Task description —
Count the lines in the records below that contain the word "metal", and give only that number.

Given records —
-------------------------

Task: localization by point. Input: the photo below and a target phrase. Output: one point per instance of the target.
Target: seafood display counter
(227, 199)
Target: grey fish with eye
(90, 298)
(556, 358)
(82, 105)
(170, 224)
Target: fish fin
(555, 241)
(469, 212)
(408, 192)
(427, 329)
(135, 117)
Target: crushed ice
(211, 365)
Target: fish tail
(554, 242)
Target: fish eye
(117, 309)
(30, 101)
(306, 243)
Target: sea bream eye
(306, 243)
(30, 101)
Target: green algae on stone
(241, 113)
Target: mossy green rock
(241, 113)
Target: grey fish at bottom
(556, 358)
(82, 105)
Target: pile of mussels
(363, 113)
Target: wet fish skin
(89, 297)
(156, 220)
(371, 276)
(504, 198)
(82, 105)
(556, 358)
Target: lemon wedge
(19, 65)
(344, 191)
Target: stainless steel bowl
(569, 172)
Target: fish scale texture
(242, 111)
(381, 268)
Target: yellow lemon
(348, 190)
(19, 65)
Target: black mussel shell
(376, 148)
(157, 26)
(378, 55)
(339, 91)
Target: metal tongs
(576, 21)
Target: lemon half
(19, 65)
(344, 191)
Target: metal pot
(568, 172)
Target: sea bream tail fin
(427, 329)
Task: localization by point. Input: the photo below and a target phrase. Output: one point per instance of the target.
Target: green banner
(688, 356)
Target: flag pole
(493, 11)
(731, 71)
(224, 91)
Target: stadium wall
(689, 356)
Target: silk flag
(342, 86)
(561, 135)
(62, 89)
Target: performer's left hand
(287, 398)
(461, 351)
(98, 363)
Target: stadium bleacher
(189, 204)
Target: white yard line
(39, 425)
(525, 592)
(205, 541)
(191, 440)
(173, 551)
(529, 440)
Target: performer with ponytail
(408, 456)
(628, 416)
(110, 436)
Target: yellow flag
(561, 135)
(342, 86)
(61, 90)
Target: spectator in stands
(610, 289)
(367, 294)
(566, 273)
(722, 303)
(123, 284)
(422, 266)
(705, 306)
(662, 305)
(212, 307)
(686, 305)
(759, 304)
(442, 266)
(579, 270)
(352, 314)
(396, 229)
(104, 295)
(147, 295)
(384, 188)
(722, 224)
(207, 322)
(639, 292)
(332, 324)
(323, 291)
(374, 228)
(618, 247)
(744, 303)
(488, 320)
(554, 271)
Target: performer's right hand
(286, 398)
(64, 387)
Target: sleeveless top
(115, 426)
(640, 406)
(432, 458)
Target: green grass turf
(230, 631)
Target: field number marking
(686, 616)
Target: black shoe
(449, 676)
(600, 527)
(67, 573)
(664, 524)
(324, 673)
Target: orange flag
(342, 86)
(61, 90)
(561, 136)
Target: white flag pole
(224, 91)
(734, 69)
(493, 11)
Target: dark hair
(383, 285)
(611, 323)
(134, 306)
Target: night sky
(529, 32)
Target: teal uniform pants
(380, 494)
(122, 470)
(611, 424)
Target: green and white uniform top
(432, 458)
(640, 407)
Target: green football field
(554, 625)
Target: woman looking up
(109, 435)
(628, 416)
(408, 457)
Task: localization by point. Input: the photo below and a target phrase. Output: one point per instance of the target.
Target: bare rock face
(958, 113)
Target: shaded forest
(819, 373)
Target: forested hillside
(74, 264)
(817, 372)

-------------------------

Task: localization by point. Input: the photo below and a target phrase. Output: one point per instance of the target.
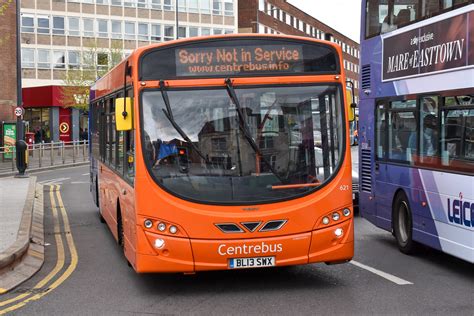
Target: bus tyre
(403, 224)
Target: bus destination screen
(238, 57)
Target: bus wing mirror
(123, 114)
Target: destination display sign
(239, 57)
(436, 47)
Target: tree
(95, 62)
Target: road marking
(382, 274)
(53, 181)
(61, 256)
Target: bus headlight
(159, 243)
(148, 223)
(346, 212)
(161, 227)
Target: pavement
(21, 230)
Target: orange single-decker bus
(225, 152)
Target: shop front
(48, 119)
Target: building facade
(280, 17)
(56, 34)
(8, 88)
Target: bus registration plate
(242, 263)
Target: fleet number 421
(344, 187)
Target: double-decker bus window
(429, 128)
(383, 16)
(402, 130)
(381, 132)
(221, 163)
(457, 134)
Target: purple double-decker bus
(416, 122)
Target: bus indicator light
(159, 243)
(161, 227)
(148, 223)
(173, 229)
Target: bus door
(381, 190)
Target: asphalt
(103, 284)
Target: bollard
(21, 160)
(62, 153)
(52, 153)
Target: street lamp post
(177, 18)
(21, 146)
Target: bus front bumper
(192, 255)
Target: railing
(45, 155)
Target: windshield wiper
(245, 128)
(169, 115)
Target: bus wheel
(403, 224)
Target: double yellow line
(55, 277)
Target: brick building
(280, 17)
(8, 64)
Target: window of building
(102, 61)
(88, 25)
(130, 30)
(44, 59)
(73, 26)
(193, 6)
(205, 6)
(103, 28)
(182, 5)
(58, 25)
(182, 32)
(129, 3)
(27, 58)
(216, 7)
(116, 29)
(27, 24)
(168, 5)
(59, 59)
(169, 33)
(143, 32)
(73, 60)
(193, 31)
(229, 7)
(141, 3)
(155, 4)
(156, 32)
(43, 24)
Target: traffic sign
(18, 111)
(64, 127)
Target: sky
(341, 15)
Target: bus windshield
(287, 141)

-------------------------

Task answer —
2